__What you are asked to do__
From the line containing "the person standing in water" to the end of the data, retype every line exactly and nothing else. Drop the pictures.

__Entries provided__
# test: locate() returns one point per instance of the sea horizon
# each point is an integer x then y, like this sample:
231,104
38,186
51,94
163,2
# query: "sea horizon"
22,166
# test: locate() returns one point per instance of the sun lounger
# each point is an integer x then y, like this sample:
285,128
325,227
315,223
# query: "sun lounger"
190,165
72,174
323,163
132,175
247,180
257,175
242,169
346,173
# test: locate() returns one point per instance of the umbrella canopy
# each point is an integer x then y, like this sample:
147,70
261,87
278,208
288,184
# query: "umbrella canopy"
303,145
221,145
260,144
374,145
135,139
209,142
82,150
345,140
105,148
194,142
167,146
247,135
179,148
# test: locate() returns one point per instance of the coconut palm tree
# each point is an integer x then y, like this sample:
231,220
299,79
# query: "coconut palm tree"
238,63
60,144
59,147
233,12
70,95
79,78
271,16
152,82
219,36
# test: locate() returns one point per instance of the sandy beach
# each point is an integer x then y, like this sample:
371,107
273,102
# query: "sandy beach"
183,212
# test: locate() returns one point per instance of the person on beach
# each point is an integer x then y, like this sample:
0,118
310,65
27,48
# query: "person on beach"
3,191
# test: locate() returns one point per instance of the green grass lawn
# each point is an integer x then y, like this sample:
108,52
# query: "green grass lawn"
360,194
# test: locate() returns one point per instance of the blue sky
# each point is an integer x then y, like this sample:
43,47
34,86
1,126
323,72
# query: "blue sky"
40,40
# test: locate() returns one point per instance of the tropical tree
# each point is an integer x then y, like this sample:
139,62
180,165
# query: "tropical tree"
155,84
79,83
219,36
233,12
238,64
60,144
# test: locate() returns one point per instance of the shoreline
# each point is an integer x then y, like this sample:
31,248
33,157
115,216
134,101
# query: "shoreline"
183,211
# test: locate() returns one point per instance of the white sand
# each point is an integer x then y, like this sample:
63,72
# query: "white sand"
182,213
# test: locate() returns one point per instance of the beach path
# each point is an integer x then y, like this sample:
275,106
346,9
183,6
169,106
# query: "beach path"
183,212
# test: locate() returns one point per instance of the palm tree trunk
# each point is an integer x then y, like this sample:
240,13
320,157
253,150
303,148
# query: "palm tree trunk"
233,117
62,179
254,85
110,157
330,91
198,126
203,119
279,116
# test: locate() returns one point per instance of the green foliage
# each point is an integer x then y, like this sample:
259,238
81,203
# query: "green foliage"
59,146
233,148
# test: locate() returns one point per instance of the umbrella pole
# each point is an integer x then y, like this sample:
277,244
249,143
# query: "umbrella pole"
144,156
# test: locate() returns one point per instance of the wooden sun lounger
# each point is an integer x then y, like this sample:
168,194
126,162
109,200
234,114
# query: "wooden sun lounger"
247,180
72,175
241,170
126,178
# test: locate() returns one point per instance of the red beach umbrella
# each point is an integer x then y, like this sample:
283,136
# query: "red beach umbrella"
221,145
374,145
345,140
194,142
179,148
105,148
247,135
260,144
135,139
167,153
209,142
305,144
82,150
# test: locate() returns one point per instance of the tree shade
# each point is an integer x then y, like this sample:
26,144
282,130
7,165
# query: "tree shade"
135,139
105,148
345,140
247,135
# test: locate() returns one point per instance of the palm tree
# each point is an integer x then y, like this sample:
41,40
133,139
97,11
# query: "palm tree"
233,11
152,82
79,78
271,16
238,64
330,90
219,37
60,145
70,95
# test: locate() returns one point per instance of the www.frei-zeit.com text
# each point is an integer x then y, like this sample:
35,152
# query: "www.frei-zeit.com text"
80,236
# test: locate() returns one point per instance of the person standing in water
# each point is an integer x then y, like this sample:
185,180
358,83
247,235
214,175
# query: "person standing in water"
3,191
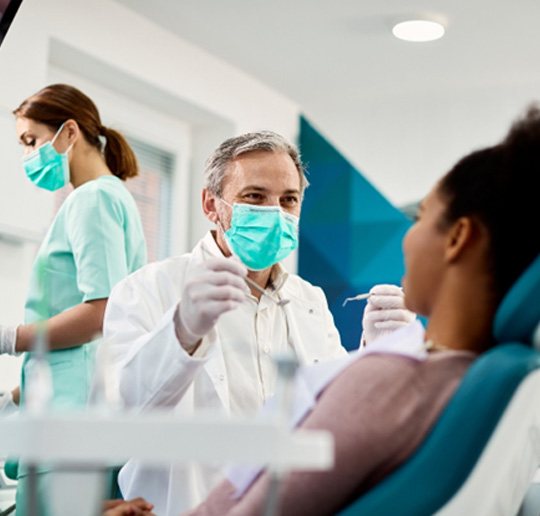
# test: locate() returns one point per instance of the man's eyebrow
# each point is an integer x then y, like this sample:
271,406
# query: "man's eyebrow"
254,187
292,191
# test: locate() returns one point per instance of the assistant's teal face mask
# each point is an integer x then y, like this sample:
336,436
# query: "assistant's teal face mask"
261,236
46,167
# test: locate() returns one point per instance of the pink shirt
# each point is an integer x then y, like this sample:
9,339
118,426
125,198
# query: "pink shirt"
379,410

__Task answer__
# test: locate() returns one point per instance of the person standing in water
# each point is an integer x then y, like this sample:
185,180
358,83
247,235
214,175
# query: "person standing in water"
3,191
# test: locate() returns one point per instance of the man's eyebrow
# each point is an integer x then y, like this sample:
271,406
# query: "man's eyebrow"
254,187
292,191
# test: locate() returns one point per instance of the assistant's teal face mask
# each point is an integer x then y, like this sample:
336,436
# query: "assistant's teal face mask"
261,236
46,167
# test: locate() returns one point per instance of the pink shirt
# each point is an integer x then y, like this sample:
9,339
118,426
125,198
# query: "pink shirt"
379,410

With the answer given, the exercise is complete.